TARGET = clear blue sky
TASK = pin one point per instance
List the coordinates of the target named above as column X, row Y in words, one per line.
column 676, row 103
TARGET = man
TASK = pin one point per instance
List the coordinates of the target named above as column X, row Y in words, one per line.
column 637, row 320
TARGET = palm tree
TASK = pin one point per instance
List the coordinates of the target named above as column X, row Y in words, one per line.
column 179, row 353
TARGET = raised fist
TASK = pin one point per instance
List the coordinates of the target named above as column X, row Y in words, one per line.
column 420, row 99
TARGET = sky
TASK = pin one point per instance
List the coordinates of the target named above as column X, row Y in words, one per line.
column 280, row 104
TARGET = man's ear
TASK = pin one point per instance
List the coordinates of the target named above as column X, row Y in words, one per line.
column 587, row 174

**Work instruction**
Retype all of the records above, keeping them identical.

**Result below**
TARGET = clear blue sky
TASK = pin one point per instance
List the coordinates of the target named above as column X, row Y in words, one per line.
column 676, row 103
TARGET = man
TASK = pin one point per instance
List the coordinates of the target named above as column X, row Y in words, one per line.
column 637, row 320
TARGET = palm tree
TASK = pin one point per instance
List the coordinates of the target named above as column X, row Y in words, one per line.
column 179, row 353
TARGET = raised fist
TASK = pin one point per instance
List the coordinates of the target named above as column X, row Y in words, one per line.
column 420, row 99
TARGET = sky
TASK = pin one point per instance
List the coordinates of the target named above as column X, row Y in words, one per line.
column 280, row 104
TARGET = man's ear
TASK = pin one point per instance
List the coordinates of the target named above as column X, row Y in words, one per line.
column 587, row 174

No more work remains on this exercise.